# WHAT IS REQUIRED
Reproduce the part of the FTIR spectra text that opens with the words containing "Figure 03 displays" and closes with "C=C stretching vibration.", keeping every character as it appears.
═════ SELECTED TEXT ═════
Figure 03 displays the FTIR spectra of synthesized poly (3-decyl-vinyl imidazolium methyl methacrylate tetrafluoroborate) (PIL), PEO nanofibers, PIL/PEO nanofibrous membrane in the 500-4000cm-1 wave number range. In Figure 03 (A), the peak at 1250 cm-1 shows the C-N stretching. The peak at 1160 cm-1 indicates the presence of ester C-O-C stretching vibration. The band appearing at 1640 cm-1 displayed C=C stretching vibration.
═════ RECORD SET ═════
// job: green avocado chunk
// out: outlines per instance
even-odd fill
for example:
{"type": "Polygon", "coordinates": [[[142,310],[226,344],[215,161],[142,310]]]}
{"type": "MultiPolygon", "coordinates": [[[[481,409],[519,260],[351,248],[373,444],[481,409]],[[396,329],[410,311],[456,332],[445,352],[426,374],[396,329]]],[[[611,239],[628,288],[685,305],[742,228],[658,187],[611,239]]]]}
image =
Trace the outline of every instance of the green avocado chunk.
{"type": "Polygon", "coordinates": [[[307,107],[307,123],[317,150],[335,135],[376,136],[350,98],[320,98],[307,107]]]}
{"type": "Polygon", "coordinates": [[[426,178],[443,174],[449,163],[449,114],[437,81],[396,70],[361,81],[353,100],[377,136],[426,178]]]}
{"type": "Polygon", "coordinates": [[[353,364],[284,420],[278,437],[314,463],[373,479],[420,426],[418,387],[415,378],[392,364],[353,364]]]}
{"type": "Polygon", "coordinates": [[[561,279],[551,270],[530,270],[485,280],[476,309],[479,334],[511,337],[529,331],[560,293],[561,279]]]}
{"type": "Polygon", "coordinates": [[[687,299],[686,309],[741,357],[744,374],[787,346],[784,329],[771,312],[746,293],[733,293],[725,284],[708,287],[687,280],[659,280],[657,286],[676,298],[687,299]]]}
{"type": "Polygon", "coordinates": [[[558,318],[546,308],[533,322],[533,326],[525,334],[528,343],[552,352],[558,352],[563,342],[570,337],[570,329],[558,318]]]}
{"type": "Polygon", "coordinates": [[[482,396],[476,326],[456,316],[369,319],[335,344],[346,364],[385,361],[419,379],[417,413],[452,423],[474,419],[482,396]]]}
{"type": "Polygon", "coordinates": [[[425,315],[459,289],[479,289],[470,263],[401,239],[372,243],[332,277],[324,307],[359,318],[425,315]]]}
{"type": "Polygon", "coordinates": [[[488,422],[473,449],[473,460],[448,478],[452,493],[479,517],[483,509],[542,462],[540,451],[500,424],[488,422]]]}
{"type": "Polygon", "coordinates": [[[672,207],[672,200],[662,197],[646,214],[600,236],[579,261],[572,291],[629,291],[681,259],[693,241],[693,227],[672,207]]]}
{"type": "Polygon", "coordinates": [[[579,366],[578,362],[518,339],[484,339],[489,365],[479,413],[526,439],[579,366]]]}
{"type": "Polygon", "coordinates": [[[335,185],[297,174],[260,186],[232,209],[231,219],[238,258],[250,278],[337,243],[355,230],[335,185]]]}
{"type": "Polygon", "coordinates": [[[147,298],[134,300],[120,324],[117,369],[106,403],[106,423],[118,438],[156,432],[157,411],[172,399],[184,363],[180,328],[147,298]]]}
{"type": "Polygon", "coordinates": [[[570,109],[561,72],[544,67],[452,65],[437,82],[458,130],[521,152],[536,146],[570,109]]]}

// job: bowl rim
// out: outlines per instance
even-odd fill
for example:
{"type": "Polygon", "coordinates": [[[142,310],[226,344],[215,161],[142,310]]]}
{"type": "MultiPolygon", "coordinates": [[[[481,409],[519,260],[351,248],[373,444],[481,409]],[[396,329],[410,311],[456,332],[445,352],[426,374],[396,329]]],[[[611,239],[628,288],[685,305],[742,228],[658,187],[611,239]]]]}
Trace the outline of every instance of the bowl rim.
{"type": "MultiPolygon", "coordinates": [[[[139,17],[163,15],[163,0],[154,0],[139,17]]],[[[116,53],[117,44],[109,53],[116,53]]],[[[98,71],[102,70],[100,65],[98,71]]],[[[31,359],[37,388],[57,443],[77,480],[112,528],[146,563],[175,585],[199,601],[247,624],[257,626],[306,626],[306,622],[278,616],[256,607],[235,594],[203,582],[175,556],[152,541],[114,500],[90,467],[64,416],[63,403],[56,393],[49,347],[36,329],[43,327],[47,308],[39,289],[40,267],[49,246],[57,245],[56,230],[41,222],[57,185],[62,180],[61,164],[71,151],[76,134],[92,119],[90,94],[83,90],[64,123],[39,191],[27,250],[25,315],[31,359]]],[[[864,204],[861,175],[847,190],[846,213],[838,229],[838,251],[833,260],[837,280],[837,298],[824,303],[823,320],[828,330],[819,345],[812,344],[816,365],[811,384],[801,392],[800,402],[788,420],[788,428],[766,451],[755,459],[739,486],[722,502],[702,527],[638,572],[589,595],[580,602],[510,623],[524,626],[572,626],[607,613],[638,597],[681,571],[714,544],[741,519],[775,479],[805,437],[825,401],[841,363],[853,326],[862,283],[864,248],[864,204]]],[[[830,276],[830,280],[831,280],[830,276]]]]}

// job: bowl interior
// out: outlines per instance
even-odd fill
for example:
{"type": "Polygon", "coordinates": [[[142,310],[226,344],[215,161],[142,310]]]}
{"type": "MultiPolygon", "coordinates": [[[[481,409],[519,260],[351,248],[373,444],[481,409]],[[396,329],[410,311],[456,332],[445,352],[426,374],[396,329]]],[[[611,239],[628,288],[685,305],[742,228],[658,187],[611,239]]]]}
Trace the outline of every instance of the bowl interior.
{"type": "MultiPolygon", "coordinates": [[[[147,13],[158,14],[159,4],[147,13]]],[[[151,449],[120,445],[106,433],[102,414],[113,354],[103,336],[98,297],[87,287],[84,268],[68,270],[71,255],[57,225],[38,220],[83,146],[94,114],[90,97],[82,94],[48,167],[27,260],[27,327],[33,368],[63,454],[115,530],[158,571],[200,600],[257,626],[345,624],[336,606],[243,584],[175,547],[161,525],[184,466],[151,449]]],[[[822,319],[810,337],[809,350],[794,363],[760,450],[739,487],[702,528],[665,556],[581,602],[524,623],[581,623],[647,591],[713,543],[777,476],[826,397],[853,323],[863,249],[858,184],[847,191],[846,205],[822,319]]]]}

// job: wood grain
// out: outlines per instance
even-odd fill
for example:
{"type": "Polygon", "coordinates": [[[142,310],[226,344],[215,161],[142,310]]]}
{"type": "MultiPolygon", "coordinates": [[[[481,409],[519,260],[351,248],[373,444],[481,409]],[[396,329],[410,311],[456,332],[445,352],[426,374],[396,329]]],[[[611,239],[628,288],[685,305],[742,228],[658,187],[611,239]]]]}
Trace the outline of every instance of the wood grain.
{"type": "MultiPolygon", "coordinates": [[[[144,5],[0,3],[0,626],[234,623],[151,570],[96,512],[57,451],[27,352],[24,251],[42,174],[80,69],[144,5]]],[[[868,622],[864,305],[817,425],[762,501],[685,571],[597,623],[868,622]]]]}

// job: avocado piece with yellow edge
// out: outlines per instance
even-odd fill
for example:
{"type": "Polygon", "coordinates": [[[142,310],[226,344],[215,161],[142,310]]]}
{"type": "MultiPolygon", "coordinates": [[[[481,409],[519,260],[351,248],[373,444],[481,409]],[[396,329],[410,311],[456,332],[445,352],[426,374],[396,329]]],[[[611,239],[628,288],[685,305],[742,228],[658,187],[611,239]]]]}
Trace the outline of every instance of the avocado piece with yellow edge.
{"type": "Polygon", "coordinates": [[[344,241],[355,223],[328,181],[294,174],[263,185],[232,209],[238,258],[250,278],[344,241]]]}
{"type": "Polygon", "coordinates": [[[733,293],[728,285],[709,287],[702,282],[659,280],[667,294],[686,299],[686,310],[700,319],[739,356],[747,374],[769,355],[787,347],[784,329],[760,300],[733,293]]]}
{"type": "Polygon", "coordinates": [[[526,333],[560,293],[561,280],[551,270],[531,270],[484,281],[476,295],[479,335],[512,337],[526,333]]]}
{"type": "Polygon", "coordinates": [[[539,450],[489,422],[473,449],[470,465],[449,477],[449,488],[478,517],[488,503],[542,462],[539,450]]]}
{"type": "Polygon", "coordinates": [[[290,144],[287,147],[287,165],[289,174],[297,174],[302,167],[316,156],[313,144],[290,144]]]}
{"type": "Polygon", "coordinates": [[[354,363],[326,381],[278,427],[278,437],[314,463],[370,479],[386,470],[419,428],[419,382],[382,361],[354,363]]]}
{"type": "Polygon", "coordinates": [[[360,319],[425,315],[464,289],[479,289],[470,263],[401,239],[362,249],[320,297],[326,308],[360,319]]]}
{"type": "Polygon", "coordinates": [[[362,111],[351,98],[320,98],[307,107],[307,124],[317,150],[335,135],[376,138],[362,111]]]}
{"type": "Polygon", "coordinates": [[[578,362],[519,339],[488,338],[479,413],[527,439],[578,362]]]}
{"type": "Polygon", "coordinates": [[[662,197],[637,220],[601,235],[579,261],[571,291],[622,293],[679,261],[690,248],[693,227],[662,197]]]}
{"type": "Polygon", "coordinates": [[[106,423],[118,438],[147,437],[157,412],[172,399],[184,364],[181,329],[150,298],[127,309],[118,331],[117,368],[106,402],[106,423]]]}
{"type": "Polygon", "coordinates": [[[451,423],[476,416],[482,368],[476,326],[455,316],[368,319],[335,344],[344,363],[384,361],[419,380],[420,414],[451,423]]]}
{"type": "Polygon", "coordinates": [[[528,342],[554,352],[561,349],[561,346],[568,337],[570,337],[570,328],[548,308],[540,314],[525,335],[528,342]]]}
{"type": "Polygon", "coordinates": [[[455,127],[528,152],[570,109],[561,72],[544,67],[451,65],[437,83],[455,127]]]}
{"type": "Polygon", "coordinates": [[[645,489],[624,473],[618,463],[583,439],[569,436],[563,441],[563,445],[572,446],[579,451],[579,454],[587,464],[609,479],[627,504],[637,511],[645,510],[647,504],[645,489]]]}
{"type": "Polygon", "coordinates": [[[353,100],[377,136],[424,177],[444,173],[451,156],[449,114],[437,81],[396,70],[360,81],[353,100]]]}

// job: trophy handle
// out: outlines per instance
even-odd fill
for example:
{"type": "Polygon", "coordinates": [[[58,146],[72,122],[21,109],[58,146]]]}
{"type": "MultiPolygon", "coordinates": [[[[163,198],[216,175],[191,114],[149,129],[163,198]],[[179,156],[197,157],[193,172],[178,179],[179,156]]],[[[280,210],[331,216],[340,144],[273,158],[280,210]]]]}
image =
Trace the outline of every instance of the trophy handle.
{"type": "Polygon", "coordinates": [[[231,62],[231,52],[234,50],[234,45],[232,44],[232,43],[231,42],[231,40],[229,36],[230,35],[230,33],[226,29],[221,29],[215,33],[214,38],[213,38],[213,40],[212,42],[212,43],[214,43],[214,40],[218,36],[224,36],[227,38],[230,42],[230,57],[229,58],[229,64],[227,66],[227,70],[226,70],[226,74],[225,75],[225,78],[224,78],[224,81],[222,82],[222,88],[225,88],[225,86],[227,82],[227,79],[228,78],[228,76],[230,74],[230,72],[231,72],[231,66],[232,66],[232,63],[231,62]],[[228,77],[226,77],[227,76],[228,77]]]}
═════
# FINISHED TASK
Figure 03 displays the FTIR spectra of synthesized poly (3-decyl-vinyl imidazolium methyl methacrylate tetrafluoroborate) (PIL), PEO nanofibers, PIL/PEO nanofibrous membrane in the 500-4000cm-1 wave number range. In Figure 03 (A), the peak at 1250 cm-1 shows the C-N stretching. The peak at 1160 cm-1 indicates the presence of ester C-O-C stretching vibration. The band appearing at 1640 cm-1 displayed C=C stretching vibration.